* INSTRUCTIONS FOR THE TASK
Write out the entries, please, from the line containing "target | white cloud" through their final line, exactly and with nothing else.

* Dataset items
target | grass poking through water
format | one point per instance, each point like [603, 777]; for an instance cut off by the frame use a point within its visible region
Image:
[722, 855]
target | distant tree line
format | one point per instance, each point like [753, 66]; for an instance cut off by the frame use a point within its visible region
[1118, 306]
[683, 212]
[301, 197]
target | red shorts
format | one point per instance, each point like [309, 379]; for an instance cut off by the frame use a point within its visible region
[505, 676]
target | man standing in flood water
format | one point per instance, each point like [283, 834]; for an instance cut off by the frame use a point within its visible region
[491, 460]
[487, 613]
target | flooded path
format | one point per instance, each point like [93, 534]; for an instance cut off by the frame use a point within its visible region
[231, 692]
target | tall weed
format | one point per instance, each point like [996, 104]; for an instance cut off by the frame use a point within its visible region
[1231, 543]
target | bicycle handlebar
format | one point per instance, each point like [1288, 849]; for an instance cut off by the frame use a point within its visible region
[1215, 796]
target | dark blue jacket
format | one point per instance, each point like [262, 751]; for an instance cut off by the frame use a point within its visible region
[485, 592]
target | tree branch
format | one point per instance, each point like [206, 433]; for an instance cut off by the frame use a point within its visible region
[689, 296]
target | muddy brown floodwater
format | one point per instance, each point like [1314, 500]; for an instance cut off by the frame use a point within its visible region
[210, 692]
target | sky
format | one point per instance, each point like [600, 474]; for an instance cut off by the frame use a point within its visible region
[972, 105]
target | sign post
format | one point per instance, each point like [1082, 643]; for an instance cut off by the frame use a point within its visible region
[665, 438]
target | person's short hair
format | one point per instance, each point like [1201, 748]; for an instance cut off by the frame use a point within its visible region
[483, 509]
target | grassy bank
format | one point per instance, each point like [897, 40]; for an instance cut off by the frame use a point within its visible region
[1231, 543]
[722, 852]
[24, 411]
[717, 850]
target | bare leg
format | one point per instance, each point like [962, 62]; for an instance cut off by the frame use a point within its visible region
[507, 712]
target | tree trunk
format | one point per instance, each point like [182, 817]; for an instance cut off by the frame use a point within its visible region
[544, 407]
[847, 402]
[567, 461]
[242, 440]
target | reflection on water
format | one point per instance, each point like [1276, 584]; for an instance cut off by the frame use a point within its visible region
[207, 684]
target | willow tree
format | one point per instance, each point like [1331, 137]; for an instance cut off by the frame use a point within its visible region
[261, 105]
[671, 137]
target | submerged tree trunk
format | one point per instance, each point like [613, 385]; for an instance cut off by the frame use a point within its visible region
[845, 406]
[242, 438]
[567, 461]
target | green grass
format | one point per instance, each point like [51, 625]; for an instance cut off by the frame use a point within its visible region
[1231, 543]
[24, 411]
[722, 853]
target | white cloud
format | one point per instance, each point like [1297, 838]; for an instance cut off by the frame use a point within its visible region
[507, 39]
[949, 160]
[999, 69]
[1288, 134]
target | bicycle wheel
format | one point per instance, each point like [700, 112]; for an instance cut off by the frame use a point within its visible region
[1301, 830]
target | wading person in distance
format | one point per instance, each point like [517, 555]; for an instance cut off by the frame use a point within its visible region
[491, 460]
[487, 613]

* EXPECTED ANSWER
target | white cloud
format | one point per instance, each point like [1297, 838]; for an instance cut off by the frame use a point within its visible region
[507, 39]
[949, 160]
[999, 69]
[1288, 134]
target | bicycle wheel
format | one point per instance, each point like [700, 112]; for an instance cut off by the frame use a point within its visible region
[1301, 830]
target | wading person in distance
format | one point per instance, each point like [517, 555]; for an instance cut off by the frame use a point within its visible region
[491, 460]
[487, 613]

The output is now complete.